═════ Given passage ═════

In an implementation, source row 514 depicts how the current state of the device gate affects the current state of the source terminal. For example, if the source terminal of an rNMOS is within an off state, but the associated device gate is in an off or unknown state, then the source terminal converts to a floating state. Alternatively, if the source terminal is in an off state, and the associated device gate is in an on or floating state then the source terminal remains in the off state.

In an implementation, circuitry which is configured to perform analog circuit analysis may generate a circuit model for an analog/mixed-signal circuit using device models 500 and 510. For example, model generation engine 104 may utilize device models 500 and 510 to generate circuit model 105.

FIG. 6 illustrates table 600 in an implementation. Table 600 is representative of a table for determining the directionality of a device gate within an analog or mixed-signal circuit. For example, table 600 may be utilized by circuitry configured to generate a netlist by determining the type and the directionality of each device gate represented within a circuit. The directionality of a device gate describes the polarity of the device gate, such that the directionality of a device gate may be classified as a unidirectional model or a bidirectional model.

A unidirectional model is representative of a device gate where the source terminal or the drain terminal of the device gate is connected directly or indirectly to an input node or an output node of the circuit. Alternatively, a bidirectional model is representative of a device gate where neither the source terminal nor the drain terminal of the device gate is connected directly or indirectly to an input node or an output node of the circuit. Table 600 includes device gate column 601, device gate column 602, source terminal column 603, PMOS gate voltage column 604, drain terminal column 605, NMOS gate voltage column 606, mode column 607, and output column 608.

═════ Provided material ═════

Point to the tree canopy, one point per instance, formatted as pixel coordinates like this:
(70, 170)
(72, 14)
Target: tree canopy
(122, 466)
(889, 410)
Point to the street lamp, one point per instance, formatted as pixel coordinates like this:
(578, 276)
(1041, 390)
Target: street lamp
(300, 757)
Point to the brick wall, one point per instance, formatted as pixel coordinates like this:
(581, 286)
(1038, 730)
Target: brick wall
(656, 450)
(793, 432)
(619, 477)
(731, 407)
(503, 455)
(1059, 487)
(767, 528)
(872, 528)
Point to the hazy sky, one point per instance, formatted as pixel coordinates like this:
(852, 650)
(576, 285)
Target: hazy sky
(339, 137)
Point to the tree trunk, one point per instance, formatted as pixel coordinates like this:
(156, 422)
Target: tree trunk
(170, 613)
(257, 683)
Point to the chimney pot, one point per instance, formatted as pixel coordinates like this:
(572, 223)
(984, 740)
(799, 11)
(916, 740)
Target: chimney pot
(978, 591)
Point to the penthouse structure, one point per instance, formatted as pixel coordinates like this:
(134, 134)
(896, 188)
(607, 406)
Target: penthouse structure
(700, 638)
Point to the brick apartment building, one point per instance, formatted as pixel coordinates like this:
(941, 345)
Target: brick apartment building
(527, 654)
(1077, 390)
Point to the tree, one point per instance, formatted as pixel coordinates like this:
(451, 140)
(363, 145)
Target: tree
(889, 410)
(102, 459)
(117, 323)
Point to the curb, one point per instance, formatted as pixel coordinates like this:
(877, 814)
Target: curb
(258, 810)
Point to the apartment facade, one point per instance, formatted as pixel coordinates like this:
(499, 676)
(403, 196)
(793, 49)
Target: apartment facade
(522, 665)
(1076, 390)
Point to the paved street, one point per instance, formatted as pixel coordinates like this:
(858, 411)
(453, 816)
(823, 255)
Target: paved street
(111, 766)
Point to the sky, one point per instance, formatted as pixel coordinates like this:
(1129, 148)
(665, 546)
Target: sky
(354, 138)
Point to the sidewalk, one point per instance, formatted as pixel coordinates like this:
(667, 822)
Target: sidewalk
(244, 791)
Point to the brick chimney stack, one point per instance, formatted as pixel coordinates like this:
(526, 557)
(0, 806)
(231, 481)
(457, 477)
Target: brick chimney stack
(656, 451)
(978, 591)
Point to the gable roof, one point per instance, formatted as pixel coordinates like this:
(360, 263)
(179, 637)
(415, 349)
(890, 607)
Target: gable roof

═════

* **Set problem 1**:
Return the part of the device gate passage that begins at the words "A unidirectional model is" and stops after "output column 608.", copied word for word.
* **Set problem 2**:
Answer these questions from the device gate passage:
(a) What does model generation engine 104 use to generate circuit model 105?
(b) What is table 600 a table for determining?
(c) What happens to the source terminal if it is in an off state and the associated device gate is in an on or floating state?
* **Set problem 3**:
Continue the device gate passage from its last sentence.

* **Reply 1**:
A unidirectional model is representative of a device gate where the source terminal or the drain terminal of the device gate is connected directly or indirectly to an input node or an output node of the circuit. Alternatively, a bidirectional model is representative of a device gate where neither the source terminal nor the drain terminal of the device gate is connected directly or indirectly to an input node or an output node of the circuit. Table 600 includes device gate column 601, device gate column 602, source terminal column 603, PMOS gate voltage column 604, drain terminal column 605, NMOS gate voltage column 606, mode column 607, and output column 608.

* **Reply 2**:
(a) Device models 500 and 510.
(b) The directionality of a device gate within an analog or mixed-signal circuit.
(c) The source terminal remains in the off state.

* **Reply 3**:
Device gate column 601 is representative of a column which defines the state for a device gate of an associated transistor, such that the state of a device gate describes the amount of current which is allowed to flow through the associated transistor. In an implementation, a device gate of a transistor may be represented within four different states including, off (i.e., 0), on (i.e., VDD), unknown (i.e., X), and floating (i.e., Z). As such, device gate column 601 is representative of a column which defines the current state of a device gate as off. Meaning that, the amount of voltage which flows through the device gate is equal to zero, or less than a threshold voltage. Similarly, device gate column 602 is also representative of a column which defines the state for a device gate of an associated transistor, such that device gate column 602 is representative of a column which defines the current state of a device gate as on. Meaning that, the amount of voltage which flows through the device gate is less than the threshold voltage.

Source terminal column 603 is representative of a column which describes the various states for the source terminal of an associated transistor. In an implementation, the source terminal of a transistor may be represented within four different states including, off (i.e., 0), on (i.e., VDD), unknown (i.e., X), and floating (i.e., Z). Similarly, drain terminal column 605 describes the various states for the drain terminal of an associated transistor, such that the states of the drain terminal also include, off (i.e., 0), on (i.e., VDD), unknown (i.e., X), and floating (i.e., Z).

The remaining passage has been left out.